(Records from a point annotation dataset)
+===+
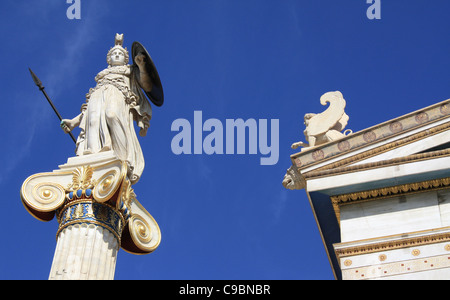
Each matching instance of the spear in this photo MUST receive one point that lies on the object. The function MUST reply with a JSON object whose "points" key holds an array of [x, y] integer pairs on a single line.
{"points": [[42, 88]]}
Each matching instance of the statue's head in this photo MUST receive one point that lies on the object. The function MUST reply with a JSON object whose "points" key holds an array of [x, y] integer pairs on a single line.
{"points": [[117, 55]]}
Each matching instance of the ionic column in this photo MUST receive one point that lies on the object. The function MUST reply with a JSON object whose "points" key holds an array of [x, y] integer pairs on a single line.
{"points": [[97, 211], [88, 240]]}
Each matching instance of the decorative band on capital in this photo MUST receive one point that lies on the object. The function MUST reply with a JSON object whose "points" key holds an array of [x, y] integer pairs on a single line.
{"points": [[87, 211]]}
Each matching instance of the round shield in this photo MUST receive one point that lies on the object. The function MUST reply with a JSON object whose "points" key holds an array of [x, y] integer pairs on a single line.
{"points": [[156, 95]]}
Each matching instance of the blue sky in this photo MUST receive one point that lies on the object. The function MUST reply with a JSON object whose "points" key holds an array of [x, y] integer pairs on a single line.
{"points": [[221, 216]]}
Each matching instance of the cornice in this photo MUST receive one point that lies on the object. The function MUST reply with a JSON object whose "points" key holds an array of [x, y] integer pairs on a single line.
{"points": [[384, 163], [388, 192], [393, 242]]}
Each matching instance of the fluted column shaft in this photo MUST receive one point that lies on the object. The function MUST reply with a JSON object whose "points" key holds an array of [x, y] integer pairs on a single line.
{"points": [[85, 251]]}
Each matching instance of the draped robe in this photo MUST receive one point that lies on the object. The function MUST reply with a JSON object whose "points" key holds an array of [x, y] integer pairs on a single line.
{"points": [[108, 119]]}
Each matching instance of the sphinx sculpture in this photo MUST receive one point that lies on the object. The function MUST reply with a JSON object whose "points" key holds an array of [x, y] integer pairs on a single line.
{"points": [[326, 126]]}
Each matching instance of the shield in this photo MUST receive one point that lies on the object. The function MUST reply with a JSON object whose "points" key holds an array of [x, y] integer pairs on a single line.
{"points": [[156, 95]]}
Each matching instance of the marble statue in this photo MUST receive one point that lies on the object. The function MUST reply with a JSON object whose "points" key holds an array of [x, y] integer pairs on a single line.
{"points": [[114, 104], [326, 126]]}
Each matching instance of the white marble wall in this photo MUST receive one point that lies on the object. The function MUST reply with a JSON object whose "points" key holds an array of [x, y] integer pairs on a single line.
{"points": [[390, 216]]}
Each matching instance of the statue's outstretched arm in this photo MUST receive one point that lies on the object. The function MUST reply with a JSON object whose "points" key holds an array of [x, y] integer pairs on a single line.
{"points": [[144, 78], [68, 125]]}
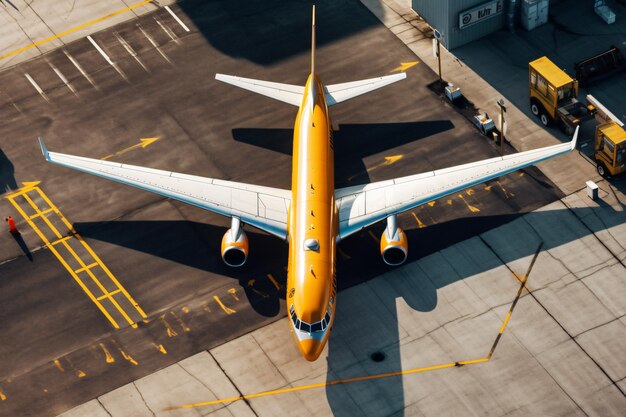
+===+
# TASK INSTRUCTIONS:
Can you recast all of the data above as a JSON list of strings, with one string per line and blank lines skipped? Leave the pictures out of your answer.

# THE RESULT:
[
  "Each matching instance of the spear in this photo MUST receive one point that lies on the object. The function MUST reply with a JSON object whose \"points\" key holds an array of [x, y] integer pairs on a single line.",
  "{\"points\": [[42, 88]]}",
  "Each matching instance of the statue's head in this photo MUST receive one point that lies on the object. The function MUST reply with a JSON object whose \"points\" key holds an array of [x, y] integer pairs on a single line.",
  "{\"points\": [[117, 55]]}",
  "Each matching instance of the ionic column in this photo MUST receive one point that lies on the object. The function MUST reply with a JSON object whose \"points\" key holds an array of [x, y] integer pairs on a single line.",
  "{\"points\": [[97, 211], [88, 240]]}",
  "Each matching instance of the decorative band on capital in this photo MUST receive one point that lies on the object. The function MUST reply with a JSON object whose \"points\" key holds an array of [x, y] integer pairs on a single line.",
  "{\"points\": [[87, 211]]}",
  "Each matching instance of the round shield in this photo MUST receive one point that lies on the object. The function MUST reply with a JSON object whose \"points\" key holds an array of [x, y] integer pairs on a single line.",
  "{\"points\": [[156, 95]]}",
  "Each matching instance of the blue sky in this photo MUST receive one point that lies on the object. The function MUST reply with a JSON object whose \"points\" key holds an array of [x, y] integer pairs on a single line.",
  "{\"points\": [[221, 216]]}",
  "Each matching instance of the cornice in this photo MUST receive one point that lies on the object. The function MUST reply with a JSON object whose \"points\" key holds an array of [x, y] integer pairs on a single line.",
  "{\"points\": [[384, 163], [388, 192], [393, 242]]}",
  "Each matching instance of the fluted column shaft in this photo MUST receive one point that lies on the object. The function MUST reply with a JSON object whose \"points\" key holds an array of [x, y] integer pairs on a single line.",
  "{\"points\": [[85, 251]]}",
  "Each matching instance of the draped robe in this photo MUST receive one point that lies on the object. The function MUST reply with a JSON object whose \"points\" key holds an array of [x, y] integer pairs on a single line.",
  "{\"points\": [[108, 119]]}",
  "Each matching instance of the sphinx sculpture in this photo MUST receive one point that lies on the object. The function MUST reply with a JSON object whose \"points\" key holds an array of [x, y] integer pairs on a single line.",
  "{\"points\": [[326, 126]]}",
  "Each matching instance of the shield in this photo MUST receive one point that lies on the object. The function MUST reply with a JSON object whose \"points\" key holds an array of [x, y] integer pairs on a single line.",
  "{\"points\": [[156, 95]]}",
  "Each matching instance of the marble statue in this photo MUST receive one point that lies on the object. The function MUST reply with a JSON object whose \"points\" key holds an array of [x, y] integer pairs on a single line.",
  "{\"points\": [[114, 104], [326, 126]]}",
  "Each matching instance of the white marble wall in this photo MUST receive one point that lies on the object. The function MUST reply with a JSON object whose \"points\" key holds an array of [x, y] integer pairs on a single line.",
  "{\"points\": [[390, 216]]}",
  "Each matching instance of the statue's outstretched arm in this photo MUST receive one point that lies on the object. The function MUST reply with a JSON object whose \"points\" key holds an array of [x, y] integer pairs on a single line.",
  "{\"points\": [[144, 78], [68, 125]]}"
]